● TEXT SHOWN
——

Results: The exposure-ocular model was a longitudinal logistic regression model with a first-order Markov element and interindividual variability on baseline probabilities. The model (Model 1) with ADC in a hyperbolic function of Ce provided the best description of data (AIC: 5650). The effect of MMAE on risk of grade ≥2 ocular AEs was not significant, and its inclusion (as a direct, linear effect) led to marginal improvement in the fit (AIC: 5646, Model 2). Covariates were added to Model 1 as proportional factors on the effect of Ce (Model 3). The risk of grade ≥2 ocular AEs increased with ADC Ce and was associated with higher risk in those with baseline dry eye conditions relative to those without dry eye conditions, but lower in patients receiving prophylactic treatment. Moreover, the 90% CI of the associated effect comparing TV monotherapy (2.0 mg/kg Q3W) and in combination with Pembro included 1 (an effect of effect of 1.08 (90% CI: 0.931, 1.23)), indicating similar risk of ocular AEs between the two treatments.
Conclusions: This Markov model offers an alternative to existing exposure-response approaches to explore the occurrence, severity, and duration of ocular AEs. Model evaluation results showed that the observed time course of ocular AEs as well as transition probabilities were reasonably described by the DTMM. Based on currently available data, the DTMM suggested that there is an association between ADC exposure and risk of grade ≥2 ocular AEs. More frequent dosing may still provide a more favorable benefit-risk profile. The 1.7 mg/kg Q2W dose is being evaluated clinically in the ongoing innovaTV 207 clinical trial.

——

● WORK REQUEST 1
Reproduce the portion of the ocular adverse event passage from "Conclusions: This Markov" up to and including "207 clinical trial.", without any change.
● WORK REQUEST 2
Extend the ocular adverse event passage, picking up after its final sentence.

● DATA PROVIDED
——

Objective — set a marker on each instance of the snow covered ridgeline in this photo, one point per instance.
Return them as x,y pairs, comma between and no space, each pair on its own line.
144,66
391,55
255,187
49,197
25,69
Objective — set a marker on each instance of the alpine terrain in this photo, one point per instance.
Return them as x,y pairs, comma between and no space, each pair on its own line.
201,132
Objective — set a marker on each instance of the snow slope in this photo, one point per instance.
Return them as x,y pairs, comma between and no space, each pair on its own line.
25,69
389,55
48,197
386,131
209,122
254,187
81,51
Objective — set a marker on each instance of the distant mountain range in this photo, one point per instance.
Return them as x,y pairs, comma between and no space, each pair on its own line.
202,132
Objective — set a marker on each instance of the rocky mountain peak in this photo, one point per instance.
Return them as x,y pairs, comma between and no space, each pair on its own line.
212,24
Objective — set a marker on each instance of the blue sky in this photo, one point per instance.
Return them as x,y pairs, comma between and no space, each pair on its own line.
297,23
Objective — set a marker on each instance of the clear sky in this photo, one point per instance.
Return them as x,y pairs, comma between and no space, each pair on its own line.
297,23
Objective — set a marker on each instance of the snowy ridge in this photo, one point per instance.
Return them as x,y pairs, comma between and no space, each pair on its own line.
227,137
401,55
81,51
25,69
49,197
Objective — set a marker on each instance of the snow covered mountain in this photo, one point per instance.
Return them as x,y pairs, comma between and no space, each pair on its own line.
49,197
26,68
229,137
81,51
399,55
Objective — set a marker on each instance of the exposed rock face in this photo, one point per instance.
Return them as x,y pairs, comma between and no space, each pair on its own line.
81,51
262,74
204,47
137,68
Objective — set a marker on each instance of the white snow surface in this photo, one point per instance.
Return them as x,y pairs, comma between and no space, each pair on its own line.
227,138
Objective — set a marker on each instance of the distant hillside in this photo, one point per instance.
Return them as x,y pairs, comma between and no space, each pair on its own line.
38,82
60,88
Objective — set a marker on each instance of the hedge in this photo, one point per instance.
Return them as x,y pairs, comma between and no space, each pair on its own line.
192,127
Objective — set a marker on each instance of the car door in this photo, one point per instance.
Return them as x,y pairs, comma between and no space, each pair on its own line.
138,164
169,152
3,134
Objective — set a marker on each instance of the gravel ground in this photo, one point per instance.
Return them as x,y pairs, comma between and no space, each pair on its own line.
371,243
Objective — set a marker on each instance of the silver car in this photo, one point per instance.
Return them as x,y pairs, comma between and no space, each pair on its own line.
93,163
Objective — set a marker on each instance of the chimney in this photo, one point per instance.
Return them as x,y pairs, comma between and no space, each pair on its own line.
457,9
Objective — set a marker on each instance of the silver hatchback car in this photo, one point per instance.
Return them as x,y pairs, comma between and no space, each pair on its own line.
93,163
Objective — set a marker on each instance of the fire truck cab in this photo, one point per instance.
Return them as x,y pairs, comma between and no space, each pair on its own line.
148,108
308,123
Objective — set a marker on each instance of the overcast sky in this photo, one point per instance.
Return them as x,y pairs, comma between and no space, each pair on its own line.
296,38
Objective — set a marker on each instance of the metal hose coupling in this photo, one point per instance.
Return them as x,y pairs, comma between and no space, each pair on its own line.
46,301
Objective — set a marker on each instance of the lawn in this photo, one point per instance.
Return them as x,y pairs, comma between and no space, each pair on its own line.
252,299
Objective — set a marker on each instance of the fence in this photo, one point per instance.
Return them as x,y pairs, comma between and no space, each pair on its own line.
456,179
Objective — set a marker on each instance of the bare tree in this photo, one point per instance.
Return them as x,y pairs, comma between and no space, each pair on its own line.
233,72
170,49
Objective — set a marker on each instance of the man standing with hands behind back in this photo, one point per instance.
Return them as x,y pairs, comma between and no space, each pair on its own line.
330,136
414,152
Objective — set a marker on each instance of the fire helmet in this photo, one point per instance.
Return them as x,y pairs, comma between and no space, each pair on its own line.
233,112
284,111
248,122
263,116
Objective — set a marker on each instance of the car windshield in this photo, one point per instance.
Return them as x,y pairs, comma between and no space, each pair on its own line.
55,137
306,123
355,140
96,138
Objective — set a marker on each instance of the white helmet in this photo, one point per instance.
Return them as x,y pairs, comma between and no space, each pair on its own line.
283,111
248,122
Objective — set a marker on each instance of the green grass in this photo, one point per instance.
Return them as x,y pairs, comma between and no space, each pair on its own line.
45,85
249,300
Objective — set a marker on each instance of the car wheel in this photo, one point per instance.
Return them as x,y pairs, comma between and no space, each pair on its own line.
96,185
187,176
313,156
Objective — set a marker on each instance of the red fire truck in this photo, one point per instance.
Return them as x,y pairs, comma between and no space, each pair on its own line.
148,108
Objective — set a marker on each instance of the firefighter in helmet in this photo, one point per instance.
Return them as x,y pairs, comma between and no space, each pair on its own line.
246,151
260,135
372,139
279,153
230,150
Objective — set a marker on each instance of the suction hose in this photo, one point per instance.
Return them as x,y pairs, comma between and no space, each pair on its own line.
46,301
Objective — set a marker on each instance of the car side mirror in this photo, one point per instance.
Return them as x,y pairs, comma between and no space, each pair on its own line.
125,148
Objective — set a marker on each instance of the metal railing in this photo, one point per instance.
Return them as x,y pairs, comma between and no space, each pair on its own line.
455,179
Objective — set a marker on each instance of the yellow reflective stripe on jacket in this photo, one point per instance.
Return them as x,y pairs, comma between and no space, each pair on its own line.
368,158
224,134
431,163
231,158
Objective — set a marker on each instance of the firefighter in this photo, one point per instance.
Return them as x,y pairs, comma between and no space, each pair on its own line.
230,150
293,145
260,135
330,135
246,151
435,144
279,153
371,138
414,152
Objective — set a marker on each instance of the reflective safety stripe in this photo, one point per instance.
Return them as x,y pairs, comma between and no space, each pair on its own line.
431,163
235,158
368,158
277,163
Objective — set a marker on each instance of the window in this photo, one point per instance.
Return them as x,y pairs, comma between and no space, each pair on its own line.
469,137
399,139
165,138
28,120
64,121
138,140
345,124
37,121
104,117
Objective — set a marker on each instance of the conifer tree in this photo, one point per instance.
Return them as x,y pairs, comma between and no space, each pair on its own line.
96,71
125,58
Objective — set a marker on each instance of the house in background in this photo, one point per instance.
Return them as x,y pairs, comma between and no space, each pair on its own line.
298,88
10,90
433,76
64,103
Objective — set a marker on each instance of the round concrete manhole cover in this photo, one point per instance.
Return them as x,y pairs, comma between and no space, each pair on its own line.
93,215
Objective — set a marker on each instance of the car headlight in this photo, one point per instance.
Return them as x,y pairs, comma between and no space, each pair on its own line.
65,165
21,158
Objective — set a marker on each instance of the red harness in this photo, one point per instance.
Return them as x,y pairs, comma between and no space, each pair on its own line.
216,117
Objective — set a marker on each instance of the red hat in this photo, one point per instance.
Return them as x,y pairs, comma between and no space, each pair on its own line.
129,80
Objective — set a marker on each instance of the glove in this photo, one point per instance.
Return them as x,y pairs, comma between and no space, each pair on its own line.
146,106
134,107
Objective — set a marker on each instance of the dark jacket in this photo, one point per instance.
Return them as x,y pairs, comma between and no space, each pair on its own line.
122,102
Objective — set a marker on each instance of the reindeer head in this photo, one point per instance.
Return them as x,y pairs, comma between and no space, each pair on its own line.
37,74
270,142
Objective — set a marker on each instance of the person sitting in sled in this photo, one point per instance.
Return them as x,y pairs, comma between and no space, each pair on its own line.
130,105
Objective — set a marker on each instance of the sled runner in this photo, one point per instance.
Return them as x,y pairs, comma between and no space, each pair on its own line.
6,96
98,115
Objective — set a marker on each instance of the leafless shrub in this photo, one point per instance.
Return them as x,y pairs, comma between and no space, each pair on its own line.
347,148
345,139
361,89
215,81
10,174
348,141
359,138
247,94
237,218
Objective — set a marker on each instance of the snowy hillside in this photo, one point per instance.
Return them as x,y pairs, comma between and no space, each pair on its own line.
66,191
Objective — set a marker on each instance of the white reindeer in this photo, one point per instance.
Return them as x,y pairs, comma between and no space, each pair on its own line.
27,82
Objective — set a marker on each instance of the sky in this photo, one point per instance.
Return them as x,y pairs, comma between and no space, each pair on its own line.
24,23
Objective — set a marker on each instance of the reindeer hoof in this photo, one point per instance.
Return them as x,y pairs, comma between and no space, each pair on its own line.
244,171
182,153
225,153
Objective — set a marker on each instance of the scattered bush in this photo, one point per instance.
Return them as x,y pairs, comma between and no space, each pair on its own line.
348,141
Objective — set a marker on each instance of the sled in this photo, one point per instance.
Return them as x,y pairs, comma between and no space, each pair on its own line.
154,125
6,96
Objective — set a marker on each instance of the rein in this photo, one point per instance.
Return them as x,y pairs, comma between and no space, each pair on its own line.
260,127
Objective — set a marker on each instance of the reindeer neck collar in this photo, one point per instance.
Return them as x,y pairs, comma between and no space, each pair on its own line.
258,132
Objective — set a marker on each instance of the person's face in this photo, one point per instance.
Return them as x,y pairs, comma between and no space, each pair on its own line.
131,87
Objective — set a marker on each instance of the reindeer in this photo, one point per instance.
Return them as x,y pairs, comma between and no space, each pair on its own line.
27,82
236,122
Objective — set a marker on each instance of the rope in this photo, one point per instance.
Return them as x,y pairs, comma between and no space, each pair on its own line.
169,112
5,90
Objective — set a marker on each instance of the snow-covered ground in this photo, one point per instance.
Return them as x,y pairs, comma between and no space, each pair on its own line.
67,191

——

● EXPECTED ANSWER 1
Conclusions: This Markov model offers an alternative to existing exposure-response approaches to explore the occurrence, severity, and duration of ocular AEs. Model evaluation results showed that the observed time course of ocular AEs as well as transition probabilities were reasonably described by the DTMM. Based on currently available data, the DTMM suggested that there is an association between ADC exposure and risk of grade ≥2 ocular AEs. More frequent dosing may still provide a more favorable benefit-risk profile. The 1.7 mg/kg Q2W dose is being evaluated clinically in the ongoing innovaTV 207 clinical trial.

● EXPECTED ANSWER 2
References:
[1] Voellinger J, et al. Tisotumab vedotin dose schedule optimization in non-cervical populations. ESMO Targeted Anticancer Therapies, Paris, Mar 6-8, 2023.
[2] Gibiansky L, et.al. Population pharmacokinetic analysis for tisotumab vedotin in patients with locally advanced and/or metastatic solid tumors. CPT Pharmacometrics Syst Pharmacol. 2022;11(10):1358-1370.
[3] Karlsson, M. O., R. C. Schoemaker, B. Kemp, A. F. Cohen, J. M. van Gerven, B. Tuk, C. C. Peck, and M. Danhof. 2000. “A Pharmacodynamic Markov Mixed-Effects Model for the Effect of Temazepam on Sleep.” Clinical Pharmacology and Therapeutics 68 (2): 175–88.